*TO BE DONE*. Copy the HOOPS Visualize text below from "HOOPS Visualize is" to "many other features.", inclusive, substituting "handheld" for each occurrence of "mobile".
── PASSAGE TO READ ──
HOOPS Visualize is a 3D computer graphics designed to render graphics across both mobile and desktop platforms.

Features
The program features a unified API that allows users to add interactive 3D visualization to both desktop and mobile applications. HOOPS Visualize provides a hierarchical scene management engine capable of handling a range of graphics entities, together with a graphics pipeline and interaction handling algorithms. It includes clash detection, multi-plane sectioning, and large model visualization, along with many other features.

History
The HOOPS 3D Graphics System was originally developed in the mid-1980s in the CADIF Lab at Cornell University. Ithaca Software later formed to commercialize the technology. Subsequently, HOOPS was widely adopted for Computer-Aided Design (CAD), Computer-Aided Manufacturing (CAM) and Computer-Aided Engineering (CAE) software.

In 1993, Autodesk, Inc. acquired Ithaca Software.  In 1996, HOOPS was spun out of Autodesk by Tech Soft 3D, Inc., which continues to develop and sell the HOOPS 3D Graphics System under the name HOOPS Visualize. The software is made available free of charge to educational institutions.
───
── DATASET CONTENT ──
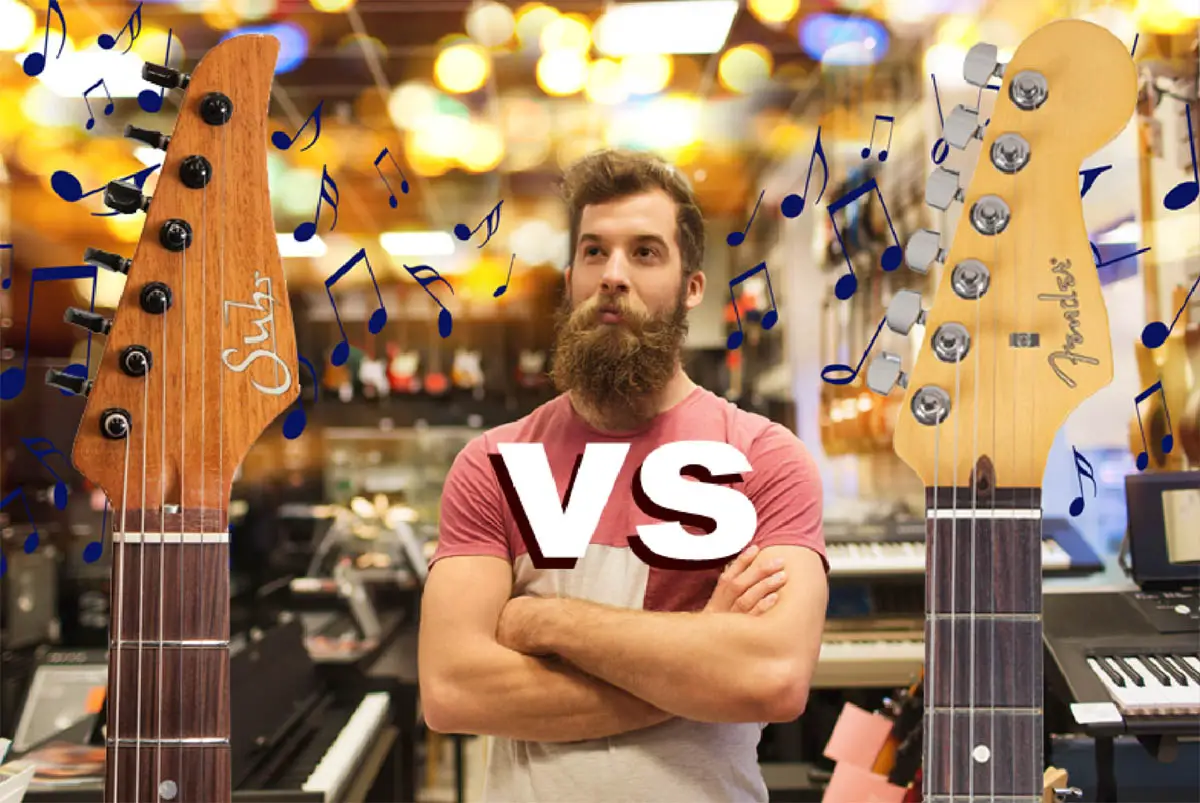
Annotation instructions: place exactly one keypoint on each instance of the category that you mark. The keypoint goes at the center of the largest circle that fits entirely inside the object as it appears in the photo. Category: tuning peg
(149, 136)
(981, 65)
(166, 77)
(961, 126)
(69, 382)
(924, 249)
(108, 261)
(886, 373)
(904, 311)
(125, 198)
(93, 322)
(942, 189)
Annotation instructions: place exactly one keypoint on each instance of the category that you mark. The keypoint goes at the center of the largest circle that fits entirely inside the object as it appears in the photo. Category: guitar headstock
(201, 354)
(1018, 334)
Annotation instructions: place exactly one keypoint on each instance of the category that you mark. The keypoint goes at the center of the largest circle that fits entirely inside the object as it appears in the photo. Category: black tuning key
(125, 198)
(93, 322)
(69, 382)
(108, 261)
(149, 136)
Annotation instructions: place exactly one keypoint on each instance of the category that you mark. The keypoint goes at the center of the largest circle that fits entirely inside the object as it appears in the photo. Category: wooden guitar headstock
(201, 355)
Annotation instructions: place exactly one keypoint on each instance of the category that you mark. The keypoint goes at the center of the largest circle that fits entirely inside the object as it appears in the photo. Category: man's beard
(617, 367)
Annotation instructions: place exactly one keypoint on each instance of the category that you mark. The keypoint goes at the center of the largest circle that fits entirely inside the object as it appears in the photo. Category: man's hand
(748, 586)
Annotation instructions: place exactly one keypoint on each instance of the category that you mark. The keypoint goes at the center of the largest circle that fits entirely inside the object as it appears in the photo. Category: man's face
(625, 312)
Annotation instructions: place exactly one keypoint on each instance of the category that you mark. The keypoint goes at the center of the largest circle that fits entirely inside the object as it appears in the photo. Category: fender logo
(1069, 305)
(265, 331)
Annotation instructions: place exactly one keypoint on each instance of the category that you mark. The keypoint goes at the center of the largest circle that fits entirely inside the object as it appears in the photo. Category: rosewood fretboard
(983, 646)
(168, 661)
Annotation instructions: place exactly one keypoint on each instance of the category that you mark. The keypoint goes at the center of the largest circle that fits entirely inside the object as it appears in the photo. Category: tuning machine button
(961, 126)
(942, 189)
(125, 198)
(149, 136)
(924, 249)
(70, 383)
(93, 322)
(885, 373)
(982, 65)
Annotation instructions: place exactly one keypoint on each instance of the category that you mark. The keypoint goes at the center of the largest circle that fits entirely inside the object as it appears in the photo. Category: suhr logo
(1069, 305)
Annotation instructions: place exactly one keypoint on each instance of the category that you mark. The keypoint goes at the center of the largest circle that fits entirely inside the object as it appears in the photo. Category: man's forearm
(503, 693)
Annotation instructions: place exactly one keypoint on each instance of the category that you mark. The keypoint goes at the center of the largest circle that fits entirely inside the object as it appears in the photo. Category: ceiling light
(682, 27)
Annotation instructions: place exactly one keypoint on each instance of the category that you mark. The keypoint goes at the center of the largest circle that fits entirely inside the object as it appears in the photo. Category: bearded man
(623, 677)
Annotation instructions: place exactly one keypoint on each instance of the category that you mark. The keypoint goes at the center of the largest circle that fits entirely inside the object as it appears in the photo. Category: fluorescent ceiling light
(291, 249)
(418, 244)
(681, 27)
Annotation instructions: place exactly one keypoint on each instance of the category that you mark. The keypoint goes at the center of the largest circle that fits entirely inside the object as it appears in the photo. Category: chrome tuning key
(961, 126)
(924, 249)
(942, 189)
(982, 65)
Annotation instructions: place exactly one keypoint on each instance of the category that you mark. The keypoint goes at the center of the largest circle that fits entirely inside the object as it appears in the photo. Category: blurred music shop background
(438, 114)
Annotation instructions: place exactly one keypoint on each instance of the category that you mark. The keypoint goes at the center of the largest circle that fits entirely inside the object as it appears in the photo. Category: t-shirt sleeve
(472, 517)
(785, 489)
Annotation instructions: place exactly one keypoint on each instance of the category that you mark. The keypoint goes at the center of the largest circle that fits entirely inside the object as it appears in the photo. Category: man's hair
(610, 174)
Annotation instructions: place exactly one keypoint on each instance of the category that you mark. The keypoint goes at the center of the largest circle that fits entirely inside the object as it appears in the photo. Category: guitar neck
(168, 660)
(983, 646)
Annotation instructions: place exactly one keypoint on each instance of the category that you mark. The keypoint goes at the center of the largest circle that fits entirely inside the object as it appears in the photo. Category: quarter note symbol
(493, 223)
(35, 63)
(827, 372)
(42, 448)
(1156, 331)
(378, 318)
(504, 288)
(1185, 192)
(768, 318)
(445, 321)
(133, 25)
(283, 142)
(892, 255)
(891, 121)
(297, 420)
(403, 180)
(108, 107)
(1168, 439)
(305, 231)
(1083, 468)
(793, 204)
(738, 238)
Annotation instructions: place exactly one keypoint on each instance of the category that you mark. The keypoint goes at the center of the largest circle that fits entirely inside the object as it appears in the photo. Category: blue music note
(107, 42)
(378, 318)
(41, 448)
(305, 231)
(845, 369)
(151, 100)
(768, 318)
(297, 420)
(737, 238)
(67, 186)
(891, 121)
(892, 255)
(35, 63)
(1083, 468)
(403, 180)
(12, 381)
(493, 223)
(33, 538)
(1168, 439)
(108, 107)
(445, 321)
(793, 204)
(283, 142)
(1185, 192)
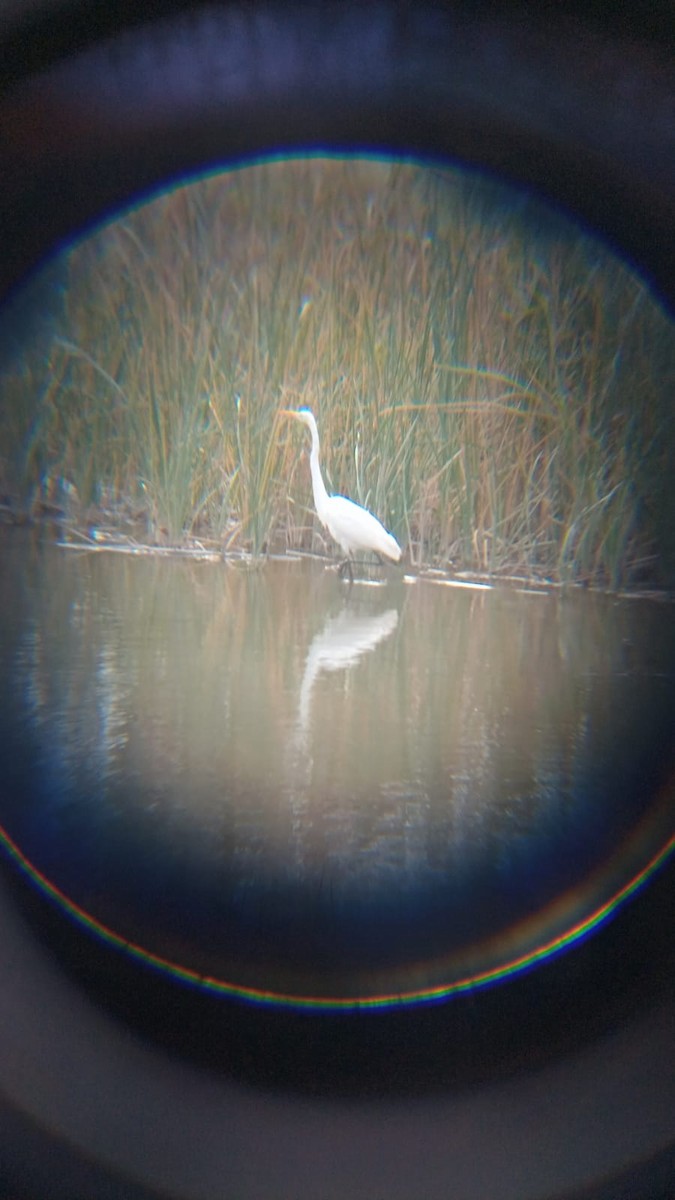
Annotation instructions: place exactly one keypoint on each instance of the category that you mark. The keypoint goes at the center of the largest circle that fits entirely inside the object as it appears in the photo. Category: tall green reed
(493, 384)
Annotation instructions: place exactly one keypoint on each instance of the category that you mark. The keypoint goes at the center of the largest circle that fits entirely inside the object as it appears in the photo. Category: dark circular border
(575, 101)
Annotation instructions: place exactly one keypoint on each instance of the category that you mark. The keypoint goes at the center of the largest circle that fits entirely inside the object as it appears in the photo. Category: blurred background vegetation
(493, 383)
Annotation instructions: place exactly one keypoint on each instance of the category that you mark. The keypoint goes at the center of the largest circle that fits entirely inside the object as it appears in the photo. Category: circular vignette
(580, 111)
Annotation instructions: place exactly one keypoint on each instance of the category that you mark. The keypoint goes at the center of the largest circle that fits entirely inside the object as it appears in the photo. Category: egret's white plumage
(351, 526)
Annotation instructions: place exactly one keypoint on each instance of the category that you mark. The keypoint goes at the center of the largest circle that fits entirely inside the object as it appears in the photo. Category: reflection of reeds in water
───
*REPLY TO THE EXERCISE*.
HOOPS Visualize is a 3D computer graphics designed to render graphics across both handheld and desktop platforms.

Features
The program features a unified API that allows users to add interactive 3D visualization to both desktop and handheld applications. HOOPS Visualize provides a hierarchical scene management engine capable of handling a range of graphics entities, together with a graphics pipeline and interaction handling algorithms. It includes clash detection, multi-plane sectioning, and large model visualization, along with many other features.